Required task A =>
Write out the passage of the GTO fuel system thread from "I called ligenfelter" up to and including "to keep up.", word for word.
Required task B =>
Extend the forum thread about upgrading a GTO's fuel system, picking up after its last post.

Supplied text =>
------------------------------------------------
# Fuel System Questions?



## LIBOPOP (Apr 6, 2011)

Whats up guys, I need a new fuel system for my 04 GTO LS1. I am currently running a completely stock fuel system but I had my car on the dyno this past weekend and it put down 555 rwhp and 608 ft lbs of torque. The problem is that my air to fuel ratio was 18:1 and it should be 12:1. I know I need fuel pumps, injectors, rails, etc. Im just not sure what brand are the best. Any suggestions?


----------



## GM4life (Mar 18, 2007)

I installed this kit: Lingenfelter High Flow Intank GTO Fuel Pump Kit for Pontiac 2004-2006 - Lingenfelter Performance on my GTO. Combine that with a KB BAP and you should be good on that end. I'm not shure about the best brand for injectors and fuel rails. LPE sales those too.


----------



## LIBOPOP (Apr 6, 2011)

*fuel Mod Questions?*

I called ligenfelter and there pump only supports 650 hp at the crank, after i install injectors rails, and pumps i should be around 650-700 rwhp sothey told me that pump would not be big enough to keep up.


----------



## GM4life (Mar 18, 2007)

You may have to go with a custom twin intake pump setup. Either way you have to run some line from the tank to the engine. Some folks use a larger pump in tank and a surge tank paired with Bosch 044 pumps.
------------------------------------------------
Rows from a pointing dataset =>
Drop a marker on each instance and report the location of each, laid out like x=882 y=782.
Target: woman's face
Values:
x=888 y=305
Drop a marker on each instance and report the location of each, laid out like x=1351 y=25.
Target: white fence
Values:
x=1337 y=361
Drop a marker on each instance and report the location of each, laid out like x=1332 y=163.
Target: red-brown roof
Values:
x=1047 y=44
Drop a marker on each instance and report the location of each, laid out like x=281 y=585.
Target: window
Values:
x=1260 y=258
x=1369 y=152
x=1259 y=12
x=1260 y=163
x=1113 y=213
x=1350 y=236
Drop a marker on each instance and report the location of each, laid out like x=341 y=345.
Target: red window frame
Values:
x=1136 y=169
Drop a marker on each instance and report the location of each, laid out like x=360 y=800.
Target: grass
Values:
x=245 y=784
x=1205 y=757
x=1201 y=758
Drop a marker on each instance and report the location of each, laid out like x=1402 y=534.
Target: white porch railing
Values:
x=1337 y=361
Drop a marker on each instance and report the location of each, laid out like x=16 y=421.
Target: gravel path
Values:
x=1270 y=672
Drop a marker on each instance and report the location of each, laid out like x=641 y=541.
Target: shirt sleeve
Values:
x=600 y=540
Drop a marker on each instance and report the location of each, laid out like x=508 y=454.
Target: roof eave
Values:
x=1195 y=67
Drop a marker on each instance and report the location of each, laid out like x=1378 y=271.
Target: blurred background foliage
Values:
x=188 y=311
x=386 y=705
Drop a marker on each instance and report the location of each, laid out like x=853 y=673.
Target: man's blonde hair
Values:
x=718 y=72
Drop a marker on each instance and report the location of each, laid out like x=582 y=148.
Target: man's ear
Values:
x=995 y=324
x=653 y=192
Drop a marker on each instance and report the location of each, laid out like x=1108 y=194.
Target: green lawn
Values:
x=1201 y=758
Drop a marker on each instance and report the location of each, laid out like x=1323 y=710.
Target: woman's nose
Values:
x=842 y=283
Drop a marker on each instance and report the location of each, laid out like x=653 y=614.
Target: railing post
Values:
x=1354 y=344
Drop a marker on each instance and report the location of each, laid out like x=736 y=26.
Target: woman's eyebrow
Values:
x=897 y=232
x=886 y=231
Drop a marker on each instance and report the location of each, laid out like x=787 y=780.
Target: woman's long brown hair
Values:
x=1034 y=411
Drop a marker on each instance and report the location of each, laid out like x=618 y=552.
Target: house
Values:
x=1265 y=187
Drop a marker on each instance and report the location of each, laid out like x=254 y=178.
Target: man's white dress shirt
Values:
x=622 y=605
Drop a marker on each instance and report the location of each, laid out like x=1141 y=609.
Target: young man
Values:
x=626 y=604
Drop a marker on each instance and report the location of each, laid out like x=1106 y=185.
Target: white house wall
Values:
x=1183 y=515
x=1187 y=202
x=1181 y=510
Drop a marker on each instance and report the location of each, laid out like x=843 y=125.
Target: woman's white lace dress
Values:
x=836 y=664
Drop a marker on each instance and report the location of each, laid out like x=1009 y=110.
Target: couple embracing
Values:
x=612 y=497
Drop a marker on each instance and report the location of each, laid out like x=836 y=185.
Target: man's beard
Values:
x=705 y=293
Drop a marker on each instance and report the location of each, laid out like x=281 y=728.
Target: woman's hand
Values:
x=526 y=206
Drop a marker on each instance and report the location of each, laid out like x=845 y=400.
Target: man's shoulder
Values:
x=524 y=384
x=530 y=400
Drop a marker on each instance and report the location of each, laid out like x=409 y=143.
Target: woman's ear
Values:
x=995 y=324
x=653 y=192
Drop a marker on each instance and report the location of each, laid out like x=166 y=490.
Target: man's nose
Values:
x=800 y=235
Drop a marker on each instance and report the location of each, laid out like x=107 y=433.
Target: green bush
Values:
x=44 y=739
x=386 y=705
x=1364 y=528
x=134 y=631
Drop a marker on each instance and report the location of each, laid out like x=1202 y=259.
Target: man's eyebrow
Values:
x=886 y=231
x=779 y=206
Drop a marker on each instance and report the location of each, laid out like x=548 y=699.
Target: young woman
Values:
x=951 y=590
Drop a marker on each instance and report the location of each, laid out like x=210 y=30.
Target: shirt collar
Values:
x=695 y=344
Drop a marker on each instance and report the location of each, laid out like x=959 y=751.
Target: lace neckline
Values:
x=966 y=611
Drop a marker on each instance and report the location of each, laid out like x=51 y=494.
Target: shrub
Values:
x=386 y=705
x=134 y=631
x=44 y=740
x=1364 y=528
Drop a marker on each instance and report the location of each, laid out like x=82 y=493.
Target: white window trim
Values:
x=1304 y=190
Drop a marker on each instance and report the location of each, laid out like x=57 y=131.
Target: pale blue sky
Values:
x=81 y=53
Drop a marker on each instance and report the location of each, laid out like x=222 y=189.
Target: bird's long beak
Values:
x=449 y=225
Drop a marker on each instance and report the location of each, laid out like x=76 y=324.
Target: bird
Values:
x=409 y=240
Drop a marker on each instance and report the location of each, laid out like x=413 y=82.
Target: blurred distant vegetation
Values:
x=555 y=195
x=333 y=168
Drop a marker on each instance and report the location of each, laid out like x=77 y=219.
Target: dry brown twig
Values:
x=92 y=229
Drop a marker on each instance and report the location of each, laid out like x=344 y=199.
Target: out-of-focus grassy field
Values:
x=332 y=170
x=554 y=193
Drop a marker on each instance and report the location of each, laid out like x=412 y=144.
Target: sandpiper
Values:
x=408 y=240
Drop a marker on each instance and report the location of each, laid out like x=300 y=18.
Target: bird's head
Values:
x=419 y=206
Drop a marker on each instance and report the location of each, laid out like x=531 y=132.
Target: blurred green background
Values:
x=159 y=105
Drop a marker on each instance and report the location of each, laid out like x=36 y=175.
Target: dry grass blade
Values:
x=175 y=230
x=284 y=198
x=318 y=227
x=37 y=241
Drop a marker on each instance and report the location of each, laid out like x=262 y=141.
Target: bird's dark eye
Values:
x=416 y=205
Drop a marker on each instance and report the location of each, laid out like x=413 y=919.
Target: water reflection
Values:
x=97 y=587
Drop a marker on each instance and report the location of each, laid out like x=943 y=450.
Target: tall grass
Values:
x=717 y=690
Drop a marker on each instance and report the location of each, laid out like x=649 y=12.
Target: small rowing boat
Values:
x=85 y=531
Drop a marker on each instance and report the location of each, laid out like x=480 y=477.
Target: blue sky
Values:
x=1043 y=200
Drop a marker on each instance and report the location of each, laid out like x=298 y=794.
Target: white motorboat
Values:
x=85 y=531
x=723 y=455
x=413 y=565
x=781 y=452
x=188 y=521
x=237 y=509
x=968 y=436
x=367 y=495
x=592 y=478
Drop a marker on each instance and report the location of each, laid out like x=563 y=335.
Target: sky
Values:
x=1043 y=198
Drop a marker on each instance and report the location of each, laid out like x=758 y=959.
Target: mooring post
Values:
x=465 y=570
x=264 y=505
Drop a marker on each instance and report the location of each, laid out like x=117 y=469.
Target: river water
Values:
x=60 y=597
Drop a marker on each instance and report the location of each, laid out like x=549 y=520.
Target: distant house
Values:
------------------------------------------------
Right answer A =>
I called ligenfelter and there pump only supports 650 hp at the crank, after i install injectors rails, and pumps i should be around 650-700 rwhp sothey told me that pump would not be big enough to keep up.

Right answer B =>
----------



## LIBOPOP (Apr 6, 2011)

I have thought about running to pumps but I can't find a company that makes fuel hats (hangers) for my car. Ive tried Fore Precision, Aeromotive, Lingenfelter and none of them make it. The price of a one off is so expensive I was hoping to find a manufacturer.


----------



## GM4life (Mar 18, 2007)

LS1gto has a pretty good fuel system section. Try there, some folks have some good ideas.


----------



## LIBOPOP (Apr 6, 2011)

Thanks, just posted there


----------



## GM4life (Mar 18, 2007)

LIBOPOP said:


> Thanks, just posted there


No problem.

You should have searched first...They are pretty hard on people, hopefully they help you out.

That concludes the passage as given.